WRITTEN TASK —
The listing below should be written out exactly; please include all of it.

● ● ●

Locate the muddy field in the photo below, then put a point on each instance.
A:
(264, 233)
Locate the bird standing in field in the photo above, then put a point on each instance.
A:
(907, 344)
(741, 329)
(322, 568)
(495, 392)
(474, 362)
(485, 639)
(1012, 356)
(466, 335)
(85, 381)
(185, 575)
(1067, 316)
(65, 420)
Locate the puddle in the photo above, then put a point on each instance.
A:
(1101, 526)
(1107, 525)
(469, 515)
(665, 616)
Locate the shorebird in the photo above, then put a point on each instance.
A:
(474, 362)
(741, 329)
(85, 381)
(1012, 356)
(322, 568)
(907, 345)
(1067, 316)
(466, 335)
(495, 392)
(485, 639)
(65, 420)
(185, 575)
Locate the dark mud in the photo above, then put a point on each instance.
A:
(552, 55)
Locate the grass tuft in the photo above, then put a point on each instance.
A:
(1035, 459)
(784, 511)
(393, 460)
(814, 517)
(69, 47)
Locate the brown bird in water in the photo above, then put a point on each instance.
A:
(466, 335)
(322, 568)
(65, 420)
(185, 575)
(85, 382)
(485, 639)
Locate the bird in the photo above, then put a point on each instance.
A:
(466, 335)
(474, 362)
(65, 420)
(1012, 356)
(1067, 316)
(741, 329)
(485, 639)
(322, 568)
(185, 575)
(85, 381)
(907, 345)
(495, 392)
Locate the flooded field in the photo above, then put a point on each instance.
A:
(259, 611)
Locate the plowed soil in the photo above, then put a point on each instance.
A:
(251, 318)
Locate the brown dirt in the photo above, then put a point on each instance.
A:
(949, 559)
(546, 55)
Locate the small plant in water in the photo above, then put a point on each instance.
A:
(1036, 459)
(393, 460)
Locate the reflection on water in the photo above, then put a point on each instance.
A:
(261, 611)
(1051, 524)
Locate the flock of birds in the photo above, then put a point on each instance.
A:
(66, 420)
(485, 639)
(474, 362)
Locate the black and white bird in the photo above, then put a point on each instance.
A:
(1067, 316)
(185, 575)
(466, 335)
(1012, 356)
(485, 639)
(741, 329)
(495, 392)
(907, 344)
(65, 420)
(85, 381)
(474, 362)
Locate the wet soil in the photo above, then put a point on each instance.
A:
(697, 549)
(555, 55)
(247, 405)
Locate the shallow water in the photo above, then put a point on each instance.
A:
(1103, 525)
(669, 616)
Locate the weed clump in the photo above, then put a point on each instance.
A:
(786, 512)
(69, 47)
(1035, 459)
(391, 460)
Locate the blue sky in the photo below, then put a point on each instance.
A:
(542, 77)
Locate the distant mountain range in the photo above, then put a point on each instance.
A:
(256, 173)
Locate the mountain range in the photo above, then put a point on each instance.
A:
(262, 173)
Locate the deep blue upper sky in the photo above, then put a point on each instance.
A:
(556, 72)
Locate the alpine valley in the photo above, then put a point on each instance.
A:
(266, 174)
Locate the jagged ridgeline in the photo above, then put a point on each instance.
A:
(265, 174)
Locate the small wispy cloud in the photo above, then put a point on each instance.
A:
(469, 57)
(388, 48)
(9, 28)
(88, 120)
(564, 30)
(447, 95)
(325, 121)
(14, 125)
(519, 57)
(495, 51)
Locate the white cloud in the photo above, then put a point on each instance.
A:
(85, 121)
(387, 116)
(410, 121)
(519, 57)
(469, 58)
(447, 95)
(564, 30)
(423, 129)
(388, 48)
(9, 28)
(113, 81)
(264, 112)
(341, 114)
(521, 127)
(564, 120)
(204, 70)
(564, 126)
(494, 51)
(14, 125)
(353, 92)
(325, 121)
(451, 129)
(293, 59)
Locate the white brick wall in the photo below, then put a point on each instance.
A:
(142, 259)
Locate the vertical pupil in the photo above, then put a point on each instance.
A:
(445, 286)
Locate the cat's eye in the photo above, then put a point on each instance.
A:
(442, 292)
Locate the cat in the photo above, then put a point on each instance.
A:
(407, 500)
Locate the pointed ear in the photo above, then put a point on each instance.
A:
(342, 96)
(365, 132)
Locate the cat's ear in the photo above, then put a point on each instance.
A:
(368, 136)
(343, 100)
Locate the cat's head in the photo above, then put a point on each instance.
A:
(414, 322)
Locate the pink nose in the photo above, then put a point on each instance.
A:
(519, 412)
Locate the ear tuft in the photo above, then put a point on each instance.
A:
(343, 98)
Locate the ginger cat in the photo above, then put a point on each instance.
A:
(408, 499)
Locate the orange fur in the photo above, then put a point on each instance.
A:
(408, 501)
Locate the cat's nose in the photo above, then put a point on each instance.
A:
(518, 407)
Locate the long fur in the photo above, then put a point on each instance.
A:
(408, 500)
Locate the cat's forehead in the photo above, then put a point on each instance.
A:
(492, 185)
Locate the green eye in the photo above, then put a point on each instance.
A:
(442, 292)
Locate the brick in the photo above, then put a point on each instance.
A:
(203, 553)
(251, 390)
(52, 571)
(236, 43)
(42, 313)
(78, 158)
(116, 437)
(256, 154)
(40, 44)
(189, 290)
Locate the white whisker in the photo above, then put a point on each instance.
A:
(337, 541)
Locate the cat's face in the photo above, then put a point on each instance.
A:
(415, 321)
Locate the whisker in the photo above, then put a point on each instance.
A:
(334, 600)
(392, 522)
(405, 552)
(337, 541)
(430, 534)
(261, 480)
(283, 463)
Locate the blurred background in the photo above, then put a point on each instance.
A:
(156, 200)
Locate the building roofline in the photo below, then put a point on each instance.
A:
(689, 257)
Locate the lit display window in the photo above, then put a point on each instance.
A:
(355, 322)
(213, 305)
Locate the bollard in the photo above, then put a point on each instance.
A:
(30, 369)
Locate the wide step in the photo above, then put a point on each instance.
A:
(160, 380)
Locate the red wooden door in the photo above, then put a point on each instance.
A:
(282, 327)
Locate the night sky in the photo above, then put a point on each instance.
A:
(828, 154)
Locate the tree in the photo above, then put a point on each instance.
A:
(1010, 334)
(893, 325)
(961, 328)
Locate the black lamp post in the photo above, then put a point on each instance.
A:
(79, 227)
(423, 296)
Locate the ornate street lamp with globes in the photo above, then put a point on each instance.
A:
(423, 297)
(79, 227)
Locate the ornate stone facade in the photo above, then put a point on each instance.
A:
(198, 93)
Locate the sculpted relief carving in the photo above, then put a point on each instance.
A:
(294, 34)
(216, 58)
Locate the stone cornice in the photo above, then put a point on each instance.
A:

● ● ●

FULL RESPONSE —
Locate the muddy field in the photo below, then put a point on each instance.
A:
(264, 233)
Locate the bird standing in field in the photo above, then put a point on each instance.
A:
(907, 344)
(741, 329)
(322, 568)
(495, 392)
(474, 362)
(485, 639)
(1012, 356)
(466, 335)
(85, 381)
(185, 575)
(1067, 316)
(65, 420)
Locate the puddle in the photo above, then put a point on each instance.
A:
(1101, 526)
(1107, 525)
(469, 515)
(665, 616)
Locate the shorebird in the photo above, then put a point on each instance.
A:
(474, 362)
(741, 329)
(85, 381)
(1012, 356)
(322, 568)
(907, 345)
(1067, 316)
(466, 335)
(495, 392)
(485, 639)
(65, 420)
(185, 575)
Locate the dark mud in the photo above, then put a point on each instance.
A:
(552, 55)
Locate the grass tuft in the photo above, then put a point on each instance.
A:
(1035, 459)
(784, 511)
(393, 460)
(814, 517)
(69, 47)
Locate the brown bird in water in the photo above, then put a point on each instance.
A:
(466, 335)
(322, 568)
(65, 420)
(185, 575)
(85, 382)
(485, 639)
Locate the bird in the photo above, then put a point on each instance.
A:
(466, 335)
(474, 362)
(65, 420)
(1012, 356)
(1067, 316)
(741, 329)
(485, 639)
(322, 568)
(185, 575)
(85, 381)
(907, 345)
(495, 392)
Locate the flooded field in the photo above, then put a point on each instance.
A:
(259, 611)
Locate the plowed soil in the photo above, then put a point on each instance.
A:
(251, 318)
Locate the brown dirt in the photo above, then put a point on each instance.
A:
(949, 559)
(546, 55)
Locate the small plant in water in the photo above, then put a point on each instance.
A:
(1036, 459)
(393, 460)
Locate the reflection on water in the photo above, then put a point on each instance.
A:
(261, 611)
(1051, 524)
Locate the flock of birds in the photo above, then put a point on each instance.
A:
(66, 420)
(485, 639)
(474, 362)
Locate the black and white bird in the photo above, then put a point on each instance.
A:
(1067, 316)
(185, 575)
(466, 335)
(1012, 356)
(485, 639)
(741, 329)
(495, 392)
(907, 344)
(65, 420)
(85, 381)
(474, 362)
Locate the wet soil in the photo above, then put a point on each instance.
A:
(697, 549)
(555, 55)
(247, 405)
Locate the shallow water in the photo above, then put a point on each instance.
A:
(1103, 525)
(669, 616)
Locate the weed clump in the photo above, then put a point on each instance.
A:
(786, 512)
(69, 47)
(1035, 459)
(391, 460)
Locate the blue sky in the photo below, then put a point on each instance.
A:
(542, 77)
Locate the distant mountain range in the photo above, then put a point on each instance.
A:
(256, 173)
Locate the mountain range in the photo above, then put a point on each instance.
A:
(262, 173)
Locate the deep blue upper sky in the photo above, then put a point on each instance.
A:
(556, 72)
Locate the alpine valley in the photo above, then put a point on each instance.
A:
(266, 174)
Locate the jagged ridgeline in the photo above, then put a point on each instance.
A:
(265, 174)
Locate the small wispy cloud in the photo above, then put a point on each instance.
A:
(469, 57)
(388, 48)
(9, 28)
(88, 120)
(564, 30)
(447, 95)
(325, 121)
(14, 125)
(519, 57)
(495, 51)
Locate the white cloud in the photo above, then put a point on each instance.
A:
(85, 121)
(387, 116)
(410, 121)
(519, 57)
(469, 58)
(447, 95)
(564, 30)
(423, 129)
(388, 48)
(9, 28)
(113, 81)
(264, 112)
(341, 114)
(521, 127)
(564, 120)
(204, 70)
(564, 126)
(494, 51)
(14, 125)
(353, 92)
(325, 121)
(451, 129)
(293, 59)
Locate the white brick wall in the photo below, then put a point on each instance.
A:
(142, 259)
Locate the vertical pupil in the photo above, then put a point on each instance.
A:
(445, 286)
Locate the cat's eye in the photo above, then put a point on each instance.
A:
(442, 292)
Locate the cat in the photo above, then put a point on each instance.
A:
(407, 500)
Locate the pointed ear in the photo above, then put a point on each instance.
A:
(342, 96)
(365, 132)
Locate the cat's ear in the photo above, then put a point on each instance.
A:
(368, 136)
(343, 100)
Locate the cat's head in the photo above, then put a point on each instance.
A:
(414, 322)
Locate the pink nose in the photo above, then put a point on each instance.
A:
(519, 412)
Locate the ear tuft in the photo above, then put a point on each instance.
A:
(343, 98)
Locate the ginger cat in the photo above, then put a point on each instance.
A:
(408, 499)
Locate the orange fur in the photo above, then put a point on each instance.
A:
(408, 501)
Locate the cat's nose in the photo above, then put a point on each instance.
A:
(518, 407)
Locate the long fur in the photo above, then put a point on each instance.
A:
(408, 500)
Locate the cat's forehead in the photo above, then put a point on each instance.
A:
(492, 185)
Locate the green eye in the photo above, then put a point on each instance.
A:
(442, 292)
Locate the brick in the photo above, then put a point on each instance.
A:
(203, 553)
(251, 390)
(52, 571)
(236, 43)
(42, 313)
(78, 158)
(116, 437)
(256, 154)
(40, 44)
(189, 290)
Locate the white whisker in the photo above, then put a point on each instance.
A:
(337, 541)
Locate the cat's face in the photo above, then put a point on each instance.
A:
(415, 321)
Locate the whisker in the photo above, then put a point on each instance.
A:
(334, 600)
(392, 522)
(405, 552)
(337, 541)
(430, 534)
(261, 480)
(283, 463)
Locate the blurred background in the photo above, then put a point on each instance.
A:
(156, 200)
Locate the building roofline in the photo below, then put a point on each instance.
A:
(689, 257)
Locate the lit display window in the photo above, then put a point on each instance.
A:
(355, 322)
(213, 305)
Locate the bollard in the photo above, then put a point on each instance.
A:
(30, 369)
Locate the wide step in the photo above, then put a point on each instance.
A:
(160, 380)
Locate the red wooden door in the photo above, then put a point on each instance.
A:
(282, 327)
Locate the night sky in the photo above, then put a point on each instance.
A:
(828, 154)
Locate the tree in the photo above, then put a point on each instance.
A:
(1010, 334)
(893, 325)
(961, 328)
Locate the black lamp post in the photo above, then put a point on each instance.
A:
(79, 227)
(423, 296)
Locate the ornate street lamp with globes in the photo above, then put a point on each instance.
A:
(423, 297)
(79, 227)
Locate the ornate stone facade in the photo above, then put a point on each instance.
A:
(198, 93)
Locate the sculpted relief carving in the photo above, then put a point on each instance.
A:
(294, 34)
(216, 58)
Locate the stone cornice in the photo above, then put a point on each instance.
A:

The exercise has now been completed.